→ DESCRIPTION OF THE TASK: Reproduce each of the rows below with every occurrence of "bounding box" changed to "enclosing rectangle" and nothing else altered. Omit the pictures from your output.
━━━
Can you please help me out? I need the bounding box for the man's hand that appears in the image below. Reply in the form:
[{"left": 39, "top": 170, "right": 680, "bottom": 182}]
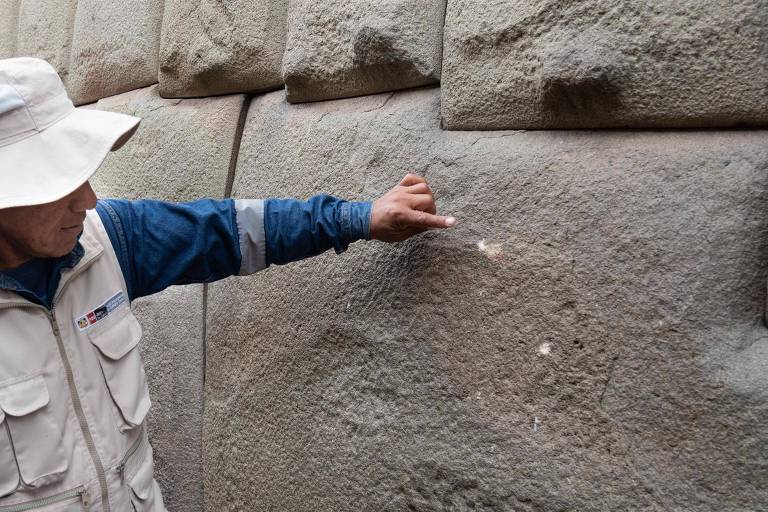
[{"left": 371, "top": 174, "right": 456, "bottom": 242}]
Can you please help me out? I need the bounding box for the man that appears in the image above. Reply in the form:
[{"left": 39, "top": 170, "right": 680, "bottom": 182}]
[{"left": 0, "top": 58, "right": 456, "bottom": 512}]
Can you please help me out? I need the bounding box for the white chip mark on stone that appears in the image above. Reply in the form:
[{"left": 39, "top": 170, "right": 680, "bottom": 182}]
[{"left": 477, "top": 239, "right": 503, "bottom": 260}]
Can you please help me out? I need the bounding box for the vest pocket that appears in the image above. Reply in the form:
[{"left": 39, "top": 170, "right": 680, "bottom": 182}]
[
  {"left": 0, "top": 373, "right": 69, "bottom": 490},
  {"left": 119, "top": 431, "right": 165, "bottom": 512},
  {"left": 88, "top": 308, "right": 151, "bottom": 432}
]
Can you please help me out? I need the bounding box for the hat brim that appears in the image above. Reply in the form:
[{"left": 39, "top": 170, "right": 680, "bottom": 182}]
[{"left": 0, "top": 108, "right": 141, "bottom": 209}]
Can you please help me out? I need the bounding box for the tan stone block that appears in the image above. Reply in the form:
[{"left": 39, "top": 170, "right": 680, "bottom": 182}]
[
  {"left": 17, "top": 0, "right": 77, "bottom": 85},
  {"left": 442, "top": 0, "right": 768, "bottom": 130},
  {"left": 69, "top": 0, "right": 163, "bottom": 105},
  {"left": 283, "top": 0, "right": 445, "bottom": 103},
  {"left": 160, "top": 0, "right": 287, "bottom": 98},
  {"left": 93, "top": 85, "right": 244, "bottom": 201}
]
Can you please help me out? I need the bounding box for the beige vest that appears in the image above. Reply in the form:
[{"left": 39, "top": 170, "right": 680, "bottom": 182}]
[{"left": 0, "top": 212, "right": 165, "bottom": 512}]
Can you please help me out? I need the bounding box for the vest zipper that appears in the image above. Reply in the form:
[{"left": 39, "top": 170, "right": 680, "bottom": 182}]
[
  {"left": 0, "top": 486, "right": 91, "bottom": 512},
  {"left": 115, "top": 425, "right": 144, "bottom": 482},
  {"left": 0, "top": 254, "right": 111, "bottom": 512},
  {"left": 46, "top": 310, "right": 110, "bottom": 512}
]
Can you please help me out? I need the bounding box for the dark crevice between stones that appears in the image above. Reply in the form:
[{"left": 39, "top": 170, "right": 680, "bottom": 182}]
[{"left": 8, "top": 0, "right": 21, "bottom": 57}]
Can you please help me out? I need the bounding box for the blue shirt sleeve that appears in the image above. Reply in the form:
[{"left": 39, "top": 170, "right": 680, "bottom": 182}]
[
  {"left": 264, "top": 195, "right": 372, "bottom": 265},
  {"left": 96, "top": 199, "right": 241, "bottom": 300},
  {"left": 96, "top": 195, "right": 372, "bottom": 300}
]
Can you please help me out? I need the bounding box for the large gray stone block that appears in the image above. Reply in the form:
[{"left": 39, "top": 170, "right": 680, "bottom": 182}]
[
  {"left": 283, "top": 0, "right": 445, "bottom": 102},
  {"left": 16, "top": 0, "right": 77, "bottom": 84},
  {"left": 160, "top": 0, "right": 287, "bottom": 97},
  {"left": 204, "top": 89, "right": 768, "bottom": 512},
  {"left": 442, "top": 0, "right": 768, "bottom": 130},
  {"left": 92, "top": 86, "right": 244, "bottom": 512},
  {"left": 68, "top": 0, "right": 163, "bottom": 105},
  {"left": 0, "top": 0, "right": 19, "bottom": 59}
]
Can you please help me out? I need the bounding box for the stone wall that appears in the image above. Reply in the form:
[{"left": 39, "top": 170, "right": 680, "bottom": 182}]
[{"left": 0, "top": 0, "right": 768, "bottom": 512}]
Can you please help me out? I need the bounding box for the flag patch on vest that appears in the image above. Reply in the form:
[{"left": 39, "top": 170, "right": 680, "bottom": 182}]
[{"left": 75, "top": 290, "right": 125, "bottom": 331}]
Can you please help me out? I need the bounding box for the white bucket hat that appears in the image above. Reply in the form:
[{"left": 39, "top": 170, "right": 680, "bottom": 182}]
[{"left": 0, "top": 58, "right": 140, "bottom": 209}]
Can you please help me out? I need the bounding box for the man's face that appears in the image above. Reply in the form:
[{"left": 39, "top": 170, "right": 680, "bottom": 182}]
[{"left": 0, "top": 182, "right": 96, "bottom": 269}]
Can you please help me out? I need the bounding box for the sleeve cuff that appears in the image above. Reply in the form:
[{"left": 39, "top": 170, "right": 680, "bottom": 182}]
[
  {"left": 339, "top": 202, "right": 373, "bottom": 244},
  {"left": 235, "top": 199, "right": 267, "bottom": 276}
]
━━━
→ EXERCISE RESPONSE:
Can you please help me out? I need the enclosing rectangle for the man's hand that appears in the image below. Reply in the form:
[{"left": 39, "top": 170, "right": 680, "bottom": 182}]
[{"left": 371, "top": 174, "right": 456, "bottom": 242}]
Can you please help me out? I need the enclosing rectangle for the man that appears in the image above. Reply in the form:
[{"left": 39, "top": 170, "right": 680, "bottom": 182}]
[{"left": 0, "top": 58, "right": 456, "bottom": 512}]
Can you please help me out? I need the enclosing rectangle for the white chip mark on stone that appears in the image above. Reply in the form:
[{"left": 39, "top": 170, "right": 680, "bottom": 182}]
[{"left": 477, "top": 239, "right": 503, "bottom": 260}]
Can you please help me out? I need the enclosing rectangle for the vest pocket that appears in the image above. Reply in the form:
[{"left": 39, "top": 170, "right": 680, "bottom": 182}]
[
  {"left": 0, "top": 373, "right": 69, "bottom": 490},
  {"left": 119, "top": 431, "right": 165, "bottom": 512},
  {"left": 88, "top": 308, "right": 151, "bottom": 432}
]
Can you please help me out? I need the enclosing rectangle for the hat brim that appears in the image above. Reply in the form:
[{"left": 39, "top": 170, "right": 680, "bottom": 182}]
[{"left": 0, "top": 108, "right": 141, "bottom": 209}]
Can you please help me out? I need the enclosing rectangle for the tan stone block that appears in the image above. Reply in the form:
[{"left": 39, "top": 170, "right": 680, "bottom": 182}]
[
  {"left": 17, "top": 0, "right": 77, "bottom": 85},
  {"left": 442, "top": 0, "right": 768, "bottom": 130},
  {"left": 69, "top": 0, "right": 163, "bottom": 105},
  {"left": 283, "top": 0, "right": 445, "bottom": 103},
  {"left": 160, "top": 0, "right": 287, "bottom": 98},
  {"left": 93, "top": 85, "right": 244, "bottom": 201}
]
Can you please help me out? I need the enclosing rectangle for the beige vest that appears in the image above. Reply in the form:
[{"left": 39, "top": 170, "right": 680, "bottom": 182}]
[{"left": 0, "top": 212, "right": 165, "bottom": 512}]
Can you please help me out? I need the enclosing rectangle for the vest zipper that appears in the image above. Reply in the form:
[{"left": 39, "top": 170, "right": 680, "bottom": 182}]
[
  {"left": 0, "top": 486, "right": 91, "bottom": 512},
  {"left": 115, "top": 425, "right": 144, "bottom": 482},
  {"left": 0, "top": 254, "right": 111, "bottom": 512},
  {"left": 46, "top": 310, "right": 110, "bottom": 512}
]
Can you please help me out? I need the enclosing rectangle for the dark crevice between stones that appears in the image above. Reply in the form:
[{"left": 39, "top": 170, "right": 680, "bottom": 182}]
[{"left": 8, "top": 0, "right": 21, "bottom": 57}]
Can you please help me out? I need the enclosing rectangle for the blue shirt sleeve that appears in the image above. Reply in the form:
[{"left": 39, "top": 170, "right": 680, "bottom": 182}]
[
  {"left": 264, "top": 195, "right": 372, "bottom": 265},
  {"left": 96, "top": 199, "right": 241, "bottom": 300},
  {"left": 96, "top": 195, "right": 372, "bottom": 300}
]
Can you please help me out? I need the enclosing rectangle for the large gray stone block that appears in the image above. Reply in the form:
[{"left": 39, "top": 170, "right": 680, "bottom": 182}]
[
  {"left": 283, "top": 0, "right": 445, "bottom": 102},
  {"left": 16, "top": 0, "right": 77, "bottom": 84},
  {"left": 160, "top": 0, "right": 287, "bottom": 97},
  {"left": 204, "top": 89, "right": 768, "bottom": 512},
  {"left": 442, "top": 0, "right": 768, "bottom": 130},
  {"left": 92, "top": 86, "right": 244, "bottom": 512},
  {"left": 68, "top": 0, "right": 163, "bottom": 105},
  {"left": 0, "top": 0, "right": 19, "bottom": 59}
]
Can you please help me out? I need the enclosing rectangle for the stone wall that appears in the image above. Reply in the form:
[{"left": 39, "top": 170, "right": 680, "bottom": 182}]
[{"left": 0, "top": 0, "right": 768, "bottom": 512}]
Can you please help me out? I need the enclosing rectangle for the flag patch on vest that appears in the image above. Reply in the form:
[{"left": 39, "top": 170, "right": 680, "bottom": 182}]
[{"left": 75, "top": 290, "right": 125, "bottom": 331}]
Can you please help me out? I need the enclosing rectangle for the white bucket hat that appears in the image above. Reply in the form:
[{"left": 39, "top": 170, "right": 680, "bottom": 182}]
[{"left": 0, "top": 58, "right": 140, "bottom": 209}]
Can you please help me out? I need the enclosing rectangle for the man's face that appears in the image above. Reply in the form:
[{"left": 39, "top": 170, "right": 680, "bottom": 182}]
[{"left": 0, "top": 182, "right": 96, "bottom": 269}]
Can you please help me out? I need the enclosing rectangle for the sleeve cuff that appears in the image above. Reply in the form:
[{"left": 39, "top": 170, "right": 680, "bottom": 182}]
[
  {"left": 339, "top": 202, "right": 373, "bottom": 244},
  {"left": 235, "top": 199, "right": 267, "bottom": 276}
]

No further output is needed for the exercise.